[Excerpts from a dataset]
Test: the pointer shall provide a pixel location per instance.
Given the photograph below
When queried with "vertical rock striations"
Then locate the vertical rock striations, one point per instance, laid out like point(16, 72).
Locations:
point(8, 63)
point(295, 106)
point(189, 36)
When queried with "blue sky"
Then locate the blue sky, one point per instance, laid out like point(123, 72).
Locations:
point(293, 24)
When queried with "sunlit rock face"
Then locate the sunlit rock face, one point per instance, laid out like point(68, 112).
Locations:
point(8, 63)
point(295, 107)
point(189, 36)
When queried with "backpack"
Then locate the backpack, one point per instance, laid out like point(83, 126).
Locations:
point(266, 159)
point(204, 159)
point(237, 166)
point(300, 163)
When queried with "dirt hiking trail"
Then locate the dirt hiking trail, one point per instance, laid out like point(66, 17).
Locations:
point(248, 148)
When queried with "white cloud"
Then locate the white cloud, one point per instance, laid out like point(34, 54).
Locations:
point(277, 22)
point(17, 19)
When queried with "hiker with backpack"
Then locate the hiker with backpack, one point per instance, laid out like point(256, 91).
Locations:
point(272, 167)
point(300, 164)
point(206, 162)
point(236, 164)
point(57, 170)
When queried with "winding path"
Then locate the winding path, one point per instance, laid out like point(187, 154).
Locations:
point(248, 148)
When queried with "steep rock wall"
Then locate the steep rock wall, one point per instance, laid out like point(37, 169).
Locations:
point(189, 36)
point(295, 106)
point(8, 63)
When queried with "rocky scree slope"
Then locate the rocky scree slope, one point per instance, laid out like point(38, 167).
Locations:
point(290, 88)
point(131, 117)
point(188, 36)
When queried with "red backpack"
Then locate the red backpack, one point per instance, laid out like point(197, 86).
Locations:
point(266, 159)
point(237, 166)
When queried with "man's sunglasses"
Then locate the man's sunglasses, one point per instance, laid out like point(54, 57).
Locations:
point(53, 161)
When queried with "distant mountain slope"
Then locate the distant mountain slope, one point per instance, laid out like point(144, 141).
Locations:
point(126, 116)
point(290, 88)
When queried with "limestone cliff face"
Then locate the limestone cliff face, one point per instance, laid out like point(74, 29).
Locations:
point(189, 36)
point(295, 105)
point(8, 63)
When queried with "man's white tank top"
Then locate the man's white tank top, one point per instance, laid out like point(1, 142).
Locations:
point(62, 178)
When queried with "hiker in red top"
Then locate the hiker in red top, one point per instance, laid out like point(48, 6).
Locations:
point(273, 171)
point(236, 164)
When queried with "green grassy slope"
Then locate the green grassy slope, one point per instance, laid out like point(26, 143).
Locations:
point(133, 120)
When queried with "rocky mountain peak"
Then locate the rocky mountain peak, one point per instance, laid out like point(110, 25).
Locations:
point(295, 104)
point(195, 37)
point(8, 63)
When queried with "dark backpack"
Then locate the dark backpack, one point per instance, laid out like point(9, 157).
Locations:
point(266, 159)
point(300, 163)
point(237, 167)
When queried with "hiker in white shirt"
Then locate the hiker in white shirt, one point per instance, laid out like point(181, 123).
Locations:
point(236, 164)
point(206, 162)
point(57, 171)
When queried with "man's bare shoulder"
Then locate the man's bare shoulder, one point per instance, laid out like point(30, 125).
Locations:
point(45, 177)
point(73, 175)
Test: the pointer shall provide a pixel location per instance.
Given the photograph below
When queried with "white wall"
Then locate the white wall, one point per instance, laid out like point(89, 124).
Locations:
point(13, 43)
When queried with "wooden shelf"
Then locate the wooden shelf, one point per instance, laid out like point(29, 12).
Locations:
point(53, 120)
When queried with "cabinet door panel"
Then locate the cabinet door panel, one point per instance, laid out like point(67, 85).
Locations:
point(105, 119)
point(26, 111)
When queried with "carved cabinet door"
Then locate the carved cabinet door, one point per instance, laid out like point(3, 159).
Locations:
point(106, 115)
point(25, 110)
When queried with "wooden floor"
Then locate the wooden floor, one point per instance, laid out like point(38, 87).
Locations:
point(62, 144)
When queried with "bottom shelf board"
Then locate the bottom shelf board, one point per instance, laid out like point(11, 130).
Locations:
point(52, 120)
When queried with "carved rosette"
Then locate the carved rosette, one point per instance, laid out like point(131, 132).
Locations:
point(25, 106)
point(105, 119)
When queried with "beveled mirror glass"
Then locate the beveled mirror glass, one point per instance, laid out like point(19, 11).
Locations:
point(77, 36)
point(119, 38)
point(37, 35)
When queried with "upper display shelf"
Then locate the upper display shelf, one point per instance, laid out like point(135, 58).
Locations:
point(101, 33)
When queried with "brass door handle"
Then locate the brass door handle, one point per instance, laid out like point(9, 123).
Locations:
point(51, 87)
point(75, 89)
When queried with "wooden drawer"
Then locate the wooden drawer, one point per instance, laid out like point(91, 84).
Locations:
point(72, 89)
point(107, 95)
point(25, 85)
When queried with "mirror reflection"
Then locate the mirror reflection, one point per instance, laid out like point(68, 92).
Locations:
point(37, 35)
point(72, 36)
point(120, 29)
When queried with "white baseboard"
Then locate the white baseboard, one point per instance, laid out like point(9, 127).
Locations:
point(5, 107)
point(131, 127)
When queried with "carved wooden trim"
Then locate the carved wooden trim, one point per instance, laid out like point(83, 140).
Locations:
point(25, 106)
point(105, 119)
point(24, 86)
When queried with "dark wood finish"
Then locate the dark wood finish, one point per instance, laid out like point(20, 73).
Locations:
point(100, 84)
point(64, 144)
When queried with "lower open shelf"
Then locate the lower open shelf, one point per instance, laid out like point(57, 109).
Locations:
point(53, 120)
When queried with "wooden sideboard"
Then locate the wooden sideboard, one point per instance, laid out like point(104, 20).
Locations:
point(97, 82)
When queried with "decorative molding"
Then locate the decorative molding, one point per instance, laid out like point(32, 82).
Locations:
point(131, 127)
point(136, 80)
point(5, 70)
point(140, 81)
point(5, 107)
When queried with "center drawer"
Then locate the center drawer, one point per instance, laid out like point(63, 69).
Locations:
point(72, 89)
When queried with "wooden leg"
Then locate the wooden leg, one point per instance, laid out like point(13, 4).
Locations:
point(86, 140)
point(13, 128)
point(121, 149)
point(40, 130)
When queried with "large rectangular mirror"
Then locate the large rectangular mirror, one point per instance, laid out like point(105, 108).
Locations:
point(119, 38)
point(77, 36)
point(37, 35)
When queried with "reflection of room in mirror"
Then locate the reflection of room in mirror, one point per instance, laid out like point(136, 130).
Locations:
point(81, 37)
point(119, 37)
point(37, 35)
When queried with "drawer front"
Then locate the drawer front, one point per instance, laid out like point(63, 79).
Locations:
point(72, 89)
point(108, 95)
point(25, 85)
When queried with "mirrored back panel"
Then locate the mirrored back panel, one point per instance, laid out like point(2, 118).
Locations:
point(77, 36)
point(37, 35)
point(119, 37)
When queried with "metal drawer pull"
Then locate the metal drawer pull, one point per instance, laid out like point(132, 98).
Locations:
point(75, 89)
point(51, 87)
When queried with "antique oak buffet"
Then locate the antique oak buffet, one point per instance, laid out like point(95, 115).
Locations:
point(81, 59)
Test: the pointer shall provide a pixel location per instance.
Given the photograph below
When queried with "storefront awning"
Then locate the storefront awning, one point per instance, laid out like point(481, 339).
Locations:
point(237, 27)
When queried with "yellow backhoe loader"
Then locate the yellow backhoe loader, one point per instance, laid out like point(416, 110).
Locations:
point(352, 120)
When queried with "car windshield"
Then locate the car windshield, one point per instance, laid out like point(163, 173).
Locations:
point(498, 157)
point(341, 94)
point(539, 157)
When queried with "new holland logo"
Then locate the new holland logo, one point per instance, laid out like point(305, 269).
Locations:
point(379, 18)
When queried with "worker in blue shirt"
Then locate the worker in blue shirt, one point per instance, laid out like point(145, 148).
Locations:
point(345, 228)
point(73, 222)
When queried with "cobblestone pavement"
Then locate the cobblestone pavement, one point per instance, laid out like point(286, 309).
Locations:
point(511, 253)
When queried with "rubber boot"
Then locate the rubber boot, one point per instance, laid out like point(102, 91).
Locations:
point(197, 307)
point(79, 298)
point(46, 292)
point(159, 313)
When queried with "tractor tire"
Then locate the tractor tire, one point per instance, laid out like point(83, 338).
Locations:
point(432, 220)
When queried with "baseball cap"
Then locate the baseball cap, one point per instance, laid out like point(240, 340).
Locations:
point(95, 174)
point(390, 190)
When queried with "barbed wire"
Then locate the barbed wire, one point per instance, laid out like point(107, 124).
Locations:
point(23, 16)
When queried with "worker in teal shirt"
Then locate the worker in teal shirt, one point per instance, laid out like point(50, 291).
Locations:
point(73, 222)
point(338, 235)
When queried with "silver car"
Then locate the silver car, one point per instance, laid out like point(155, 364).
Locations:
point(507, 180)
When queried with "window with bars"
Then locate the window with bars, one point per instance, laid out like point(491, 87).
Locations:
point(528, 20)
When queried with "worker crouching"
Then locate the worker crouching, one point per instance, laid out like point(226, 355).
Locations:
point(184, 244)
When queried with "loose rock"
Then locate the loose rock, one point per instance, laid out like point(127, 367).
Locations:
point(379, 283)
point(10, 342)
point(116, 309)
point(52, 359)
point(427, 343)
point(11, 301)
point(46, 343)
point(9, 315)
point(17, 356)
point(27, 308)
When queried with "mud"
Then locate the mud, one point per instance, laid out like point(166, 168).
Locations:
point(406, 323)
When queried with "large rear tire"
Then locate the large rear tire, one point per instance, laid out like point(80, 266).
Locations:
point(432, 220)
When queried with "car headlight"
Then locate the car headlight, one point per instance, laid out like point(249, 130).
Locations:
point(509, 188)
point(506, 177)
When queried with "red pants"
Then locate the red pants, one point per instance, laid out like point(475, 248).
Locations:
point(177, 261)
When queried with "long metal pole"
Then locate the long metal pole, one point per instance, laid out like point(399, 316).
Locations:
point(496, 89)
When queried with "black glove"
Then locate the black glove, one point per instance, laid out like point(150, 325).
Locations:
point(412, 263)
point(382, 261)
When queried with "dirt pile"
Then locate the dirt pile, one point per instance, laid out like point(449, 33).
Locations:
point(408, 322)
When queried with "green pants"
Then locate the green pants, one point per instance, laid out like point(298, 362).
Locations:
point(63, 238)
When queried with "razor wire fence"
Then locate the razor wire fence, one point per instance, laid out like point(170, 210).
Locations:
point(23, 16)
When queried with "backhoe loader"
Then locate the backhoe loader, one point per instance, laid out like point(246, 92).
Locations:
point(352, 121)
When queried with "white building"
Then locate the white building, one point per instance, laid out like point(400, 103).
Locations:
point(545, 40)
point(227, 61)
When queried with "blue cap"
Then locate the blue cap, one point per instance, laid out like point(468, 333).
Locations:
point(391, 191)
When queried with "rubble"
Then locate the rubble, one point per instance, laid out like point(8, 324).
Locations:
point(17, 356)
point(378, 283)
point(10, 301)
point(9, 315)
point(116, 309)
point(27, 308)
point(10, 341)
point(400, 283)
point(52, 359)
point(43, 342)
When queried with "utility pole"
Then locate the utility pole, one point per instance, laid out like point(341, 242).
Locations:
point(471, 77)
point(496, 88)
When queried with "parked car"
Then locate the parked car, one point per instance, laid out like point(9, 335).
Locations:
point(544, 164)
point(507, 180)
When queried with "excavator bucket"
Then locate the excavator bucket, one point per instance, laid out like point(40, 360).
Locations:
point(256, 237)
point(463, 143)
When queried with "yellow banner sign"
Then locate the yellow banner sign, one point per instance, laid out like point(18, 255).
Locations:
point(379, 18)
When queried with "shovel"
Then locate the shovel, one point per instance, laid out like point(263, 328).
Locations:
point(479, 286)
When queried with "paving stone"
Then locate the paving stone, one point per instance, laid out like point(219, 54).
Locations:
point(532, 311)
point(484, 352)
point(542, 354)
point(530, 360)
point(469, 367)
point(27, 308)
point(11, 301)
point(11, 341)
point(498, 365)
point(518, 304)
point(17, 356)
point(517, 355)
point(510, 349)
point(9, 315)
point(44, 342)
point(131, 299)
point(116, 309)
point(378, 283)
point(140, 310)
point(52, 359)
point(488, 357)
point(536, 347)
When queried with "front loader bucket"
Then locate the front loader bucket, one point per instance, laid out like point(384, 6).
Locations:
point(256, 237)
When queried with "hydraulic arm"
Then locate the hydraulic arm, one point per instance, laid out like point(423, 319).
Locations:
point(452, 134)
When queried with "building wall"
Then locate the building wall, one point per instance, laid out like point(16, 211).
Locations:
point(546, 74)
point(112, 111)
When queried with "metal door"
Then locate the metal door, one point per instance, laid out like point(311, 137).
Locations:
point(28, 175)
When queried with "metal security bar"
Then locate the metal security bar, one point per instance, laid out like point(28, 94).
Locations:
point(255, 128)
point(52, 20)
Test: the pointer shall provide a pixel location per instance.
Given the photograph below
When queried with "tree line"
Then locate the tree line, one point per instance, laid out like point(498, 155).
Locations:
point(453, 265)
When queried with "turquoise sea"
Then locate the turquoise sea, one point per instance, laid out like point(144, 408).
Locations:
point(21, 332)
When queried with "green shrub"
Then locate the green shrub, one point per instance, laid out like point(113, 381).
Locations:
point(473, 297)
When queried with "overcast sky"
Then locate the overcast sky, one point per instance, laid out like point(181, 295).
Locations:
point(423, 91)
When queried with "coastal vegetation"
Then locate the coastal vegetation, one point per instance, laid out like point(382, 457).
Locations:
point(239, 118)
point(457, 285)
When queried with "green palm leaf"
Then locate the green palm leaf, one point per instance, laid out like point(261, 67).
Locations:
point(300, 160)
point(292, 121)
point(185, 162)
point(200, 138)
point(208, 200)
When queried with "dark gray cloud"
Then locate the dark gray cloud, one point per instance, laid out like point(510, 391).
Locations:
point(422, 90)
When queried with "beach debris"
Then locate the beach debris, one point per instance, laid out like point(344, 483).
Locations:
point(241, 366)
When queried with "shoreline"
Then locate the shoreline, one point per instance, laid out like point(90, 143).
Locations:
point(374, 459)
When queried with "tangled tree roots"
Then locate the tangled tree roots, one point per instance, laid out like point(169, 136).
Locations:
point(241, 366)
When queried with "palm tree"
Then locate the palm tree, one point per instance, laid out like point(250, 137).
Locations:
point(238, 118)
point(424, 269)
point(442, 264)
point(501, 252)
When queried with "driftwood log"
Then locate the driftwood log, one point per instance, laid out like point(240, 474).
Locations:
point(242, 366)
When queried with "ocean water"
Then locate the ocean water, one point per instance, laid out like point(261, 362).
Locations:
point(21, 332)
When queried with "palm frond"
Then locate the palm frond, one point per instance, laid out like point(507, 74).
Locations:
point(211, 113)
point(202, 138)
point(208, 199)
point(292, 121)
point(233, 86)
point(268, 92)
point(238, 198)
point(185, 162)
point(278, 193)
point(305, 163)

**What is expected**
Copy each line of the entries in which the string "trail" is found.

**Answer area**
When queried with "dirt hiking trail"
Then locate the dirt hiking trail, one point per instance, laid out like point(66, 17).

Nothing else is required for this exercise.